Alibaba agrees to $600m DOJ settlement over Illegal drug sales probe
The e-commerce giant has agreed to a $600 million DOJ settlement over allegations that its platforms facilitated the sale of illegal drugs to US customers
Alibaba-E-commerce giant, and its U.S.-based payment processor have agreed to pay $600 million to resolve allegations that they failed to prevent illegal drug sales, the U.S. Justice Department said on Wednesday.
The companies entered into non-prosecution agreements to resolve allegations that they violated the U.S. Federal Food, Drug, and Cosmetic Act by failing to prevent merchants from selling and importing illegal drugs, chemicals and pill presses into the United States through Alibaba's e-commerce platforms.
The DOJ revealed that third-party sellers bypassed the Chinese technology and e-commerce giant platform's security mechanisms to complete roughly 80,000 prohibited sales to buyers in the U.S., generating a combined gross merchandise value of more than $200 million.
Shipments included unapproved or misbranded foreign pharmaceuticals, highly restricted List I and II regulated chemicals, and industrial pill presses/counterfeiting equipment heavily used in illicit drug manufacturing.
The Justice Department said Alibaba and its U.S.-based payment processor, AUS Merchant Services, agreed as part of the deal to accept responsibility for the acts of their officers and employees and enhance their compliance programs.
━━━
Activity A =
In the Alibaba settlement report, roughly how many prohibited sales did third-party sellers complete to buyers in the U.S.?
Activity B =
Pick up the Alibaba settlement report after its final sentence and write what comes next.

Data extracts =
━━━
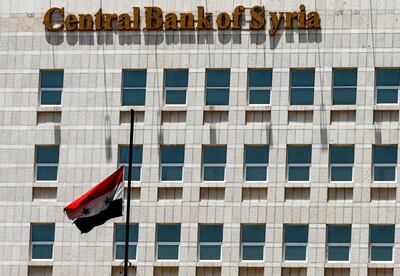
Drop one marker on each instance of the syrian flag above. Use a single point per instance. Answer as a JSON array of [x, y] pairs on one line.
[[99, 204]]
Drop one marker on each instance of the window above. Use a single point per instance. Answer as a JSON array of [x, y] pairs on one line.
[[299, 162], [296, 240], [214, 160], [381, 243], [176, 82], [341, 160], [210, 241], [168, 238], [302, 86], [338, 242], [253, 240], [217, 91], [260, 83], [133, 87], [42, 241], [172, 160], [51, 85], [385, 162], [119, 241], [387, 86], [47, 163], [256, 158], [344, 86], [136, 161]]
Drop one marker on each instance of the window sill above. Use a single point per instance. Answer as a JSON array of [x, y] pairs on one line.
[[213, 184], [388, 264], [255, 263], [211, 263], [301, 107], [168, 184], [345, 107], [49, 108], [384, 184], [344, 264], [180, 107], [170, 263], [134, 184], [134, 107], [120, 263], [394, 107], [294, 264], [340, 184], [45, 184], [255, 184], [216, 108], [258, 107], [40, 262], [298, 184]]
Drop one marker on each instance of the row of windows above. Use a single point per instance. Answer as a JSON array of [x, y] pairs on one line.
[[344, 89], [210, 240], [256, 160]]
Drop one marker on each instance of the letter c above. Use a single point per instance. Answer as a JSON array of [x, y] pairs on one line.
[[47, 20]]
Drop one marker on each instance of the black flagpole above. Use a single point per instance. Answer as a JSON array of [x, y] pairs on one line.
[[128, 198]]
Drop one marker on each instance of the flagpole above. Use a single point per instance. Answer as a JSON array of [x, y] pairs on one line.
[[128, 198]]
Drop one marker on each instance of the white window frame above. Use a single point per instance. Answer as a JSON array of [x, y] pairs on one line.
[[341, 165], [208, 244], [341, 87], [261, 88], [387, 87], [297, 244], [217, 88], [123, 243], [252, 244], [302, 87], [37, 165], [332, 244], [168, 244], [256, 165], [380, 245], [381, 165], [166, 89], [131, 90], [210, 165], [42, 243], [299, 165], [55, 90], [174, 165], [134, 165]]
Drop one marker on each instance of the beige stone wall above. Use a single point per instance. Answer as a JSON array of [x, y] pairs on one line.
[[363, 34]]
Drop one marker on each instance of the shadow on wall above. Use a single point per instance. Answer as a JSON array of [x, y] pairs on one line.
[[181, 37]]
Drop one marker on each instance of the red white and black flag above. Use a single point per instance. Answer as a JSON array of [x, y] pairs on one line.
[[99, 204]]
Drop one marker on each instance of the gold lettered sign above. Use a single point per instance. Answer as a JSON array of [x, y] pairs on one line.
[[156, 20]]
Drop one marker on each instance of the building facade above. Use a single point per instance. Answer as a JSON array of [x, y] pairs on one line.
[[257, 152]]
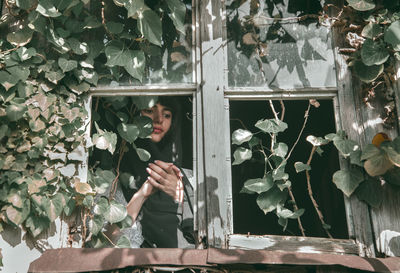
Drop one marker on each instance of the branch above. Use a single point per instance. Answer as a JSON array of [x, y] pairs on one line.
[[310, 193]]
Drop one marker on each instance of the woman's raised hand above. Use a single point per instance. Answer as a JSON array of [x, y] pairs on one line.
[[166, 177]]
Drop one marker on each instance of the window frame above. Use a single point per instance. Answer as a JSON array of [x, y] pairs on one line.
[[216, 97]]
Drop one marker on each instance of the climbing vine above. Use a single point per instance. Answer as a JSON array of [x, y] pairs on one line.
[[52, 52]]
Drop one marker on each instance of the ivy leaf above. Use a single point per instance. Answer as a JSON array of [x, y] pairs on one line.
[[115, 53], [143, 154], [15, 111], [149, 24], [123, 242], [371, 30], [96, 224], [300, 166], [272, 126], [288, 214], [26, 53], [14, 215], [317, 141], [280, 149], [116, 212], [46, 8], [78, 47], [240, 155], [392, 35], [25, 4], [178, 13], [348, 180], [269, 200], [371, 192], [129, 132], [240, 136], [259, 185], [362, 5], [67, 65], [374, 53], [20, 37], [135, 63], [367, 73], [114, 27]]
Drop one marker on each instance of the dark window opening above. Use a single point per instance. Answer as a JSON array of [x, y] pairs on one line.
[[248, 217]]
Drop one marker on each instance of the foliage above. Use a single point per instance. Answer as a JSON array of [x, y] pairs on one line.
[[51, 53]]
━━━
Written answer A =
Roughly 80,000.

Written answer B =
"This settlement reflects a thorough regulatory process with Alibaba's full cooperation and our commitment to best-in-class standards of control, policies, and measures against non-compliant product sales," Alibaba said in a statement.
According to the Justice Department, Alibaba as part of the deal admitted that it failed from 2016 to 2024 to prevent about 80,000 product sales of chemicals, drugs and pharmaceutical counterfeiting equipment that were imported from overseas.
Alibaba employees at different intervals raised concerns about whether illegal products were being sold and whether the company's compliance measures were inadequate to prevent such sales from occurring, the department said.
The U.S. government said the U.S.-based payment processor's anti-money laundering compliance program failed to prevent some merchants from using its services to facilitate the sale and importation of prohibited products.
"Today's resolution reflects the Department of Justice’s commitment to ensuring that companies operating e-commerce and digital payment platforms keep illegal, unapproved, misbranded, and dangerous foreign pharmaceuticals off their marketplaces,” Assistant U.S. Attorney General Brett Shumate said in a statement.